## begin AVAILABLE DATA

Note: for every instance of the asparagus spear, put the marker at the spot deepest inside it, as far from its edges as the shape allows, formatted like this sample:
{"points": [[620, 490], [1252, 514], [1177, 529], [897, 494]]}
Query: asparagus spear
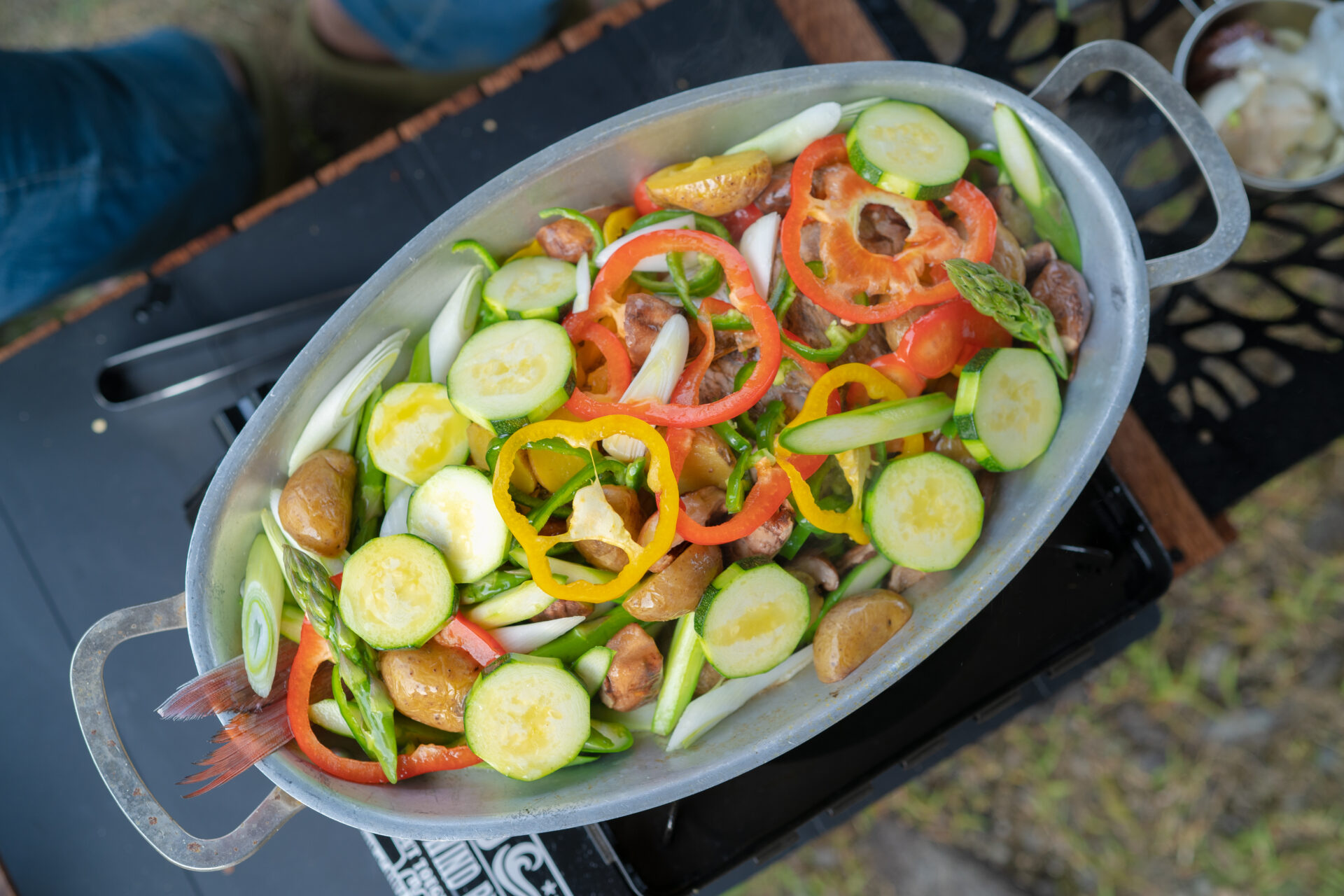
{"points": [[371, 716], [1009, 304], [369, 485]]}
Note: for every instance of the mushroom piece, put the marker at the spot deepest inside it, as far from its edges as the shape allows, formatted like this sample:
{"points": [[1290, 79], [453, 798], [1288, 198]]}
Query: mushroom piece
{"points": [[1062, 289]]}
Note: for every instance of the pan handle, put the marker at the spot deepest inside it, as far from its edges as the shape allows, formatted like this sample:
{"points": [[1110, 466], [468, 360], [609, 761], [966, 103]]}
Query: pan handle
{"points": [[109, 755], [1225, 184]]}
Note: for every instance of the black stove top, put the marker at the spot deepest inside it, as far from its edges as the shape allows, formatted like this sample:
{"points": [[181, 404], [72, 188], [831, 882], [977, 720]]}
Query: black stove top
{"points": [[93, 482]]}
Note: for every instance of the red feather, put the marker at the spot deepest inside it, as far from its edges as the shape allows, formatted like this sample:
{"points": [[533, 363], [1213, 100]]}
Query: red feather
{"points": [[248, 738], [226, 690]]}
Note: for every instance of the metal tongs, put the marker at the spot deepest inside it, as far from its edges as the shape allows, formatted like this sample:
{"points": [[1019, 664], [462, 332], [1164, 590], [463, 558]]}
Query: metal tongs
{"points": [[130, 379]]}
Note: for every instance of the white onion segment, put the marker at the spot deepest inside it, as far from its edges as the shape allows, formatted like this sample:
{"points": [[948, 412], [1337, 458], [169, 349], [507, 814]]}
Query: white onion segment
{"points": [[347, 399], [757, 248], [454, 324]]}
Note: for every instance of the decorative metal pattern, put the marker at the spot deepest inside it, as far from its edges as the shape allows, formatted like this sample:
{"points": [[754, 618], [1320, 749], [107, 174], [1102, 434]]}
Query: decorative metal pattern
{"points": [[1237, 360]]}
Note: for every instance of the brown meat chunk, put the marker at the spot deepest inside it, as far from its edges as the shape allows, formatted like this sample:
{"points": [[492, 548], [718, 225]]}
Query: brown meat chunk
{"points": [[1202, 74], [708, 680], [766, 540], [952, 447], [1063, 290], [777, 195], [904, 578], [644, 316], [1037, 257], [1008, 258], [895, 330], [564, 610], [882, 230], [566, 239], [636, 671]]}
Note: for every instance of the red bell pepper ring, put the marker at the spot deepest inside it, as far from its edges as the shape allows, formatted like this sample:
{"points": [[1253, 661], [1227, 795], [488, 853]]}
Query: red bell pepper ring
{"points": [[946, 336], [644, 199], [899, 372], [312, 653], [772, 486], [467, 636], [742, 296], [911, 277], [738, 220], [613, 349]]}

## end AVAILABLE DATA

# INSTRUCTION
Starting at the line containing "Note: for every instance of the red bell" and ending at the last line of the records, write those lines out again, requests included. Multiply every point coordinate in the answers by 0.9 and round to whole numbers, halves up, while keeping the numbers in the requests and their format samples as they are.

# SOLUTION TO THIS TASK
Note: for every instance of the red bell pepper ring, put the marker at the spot deepest inside it, as far from its edges as the shape allows, formatted like this sample:
{"points": [[1253, 661], [1227, 795], [488, 853]]}
Query: red bell pepper ring
{"points": [[851, 302], [580, 179], [809, 335], [281, 588], [695, 437], [420, 572], [668, 266], [820, 249], [664, 198], [552, 314]]}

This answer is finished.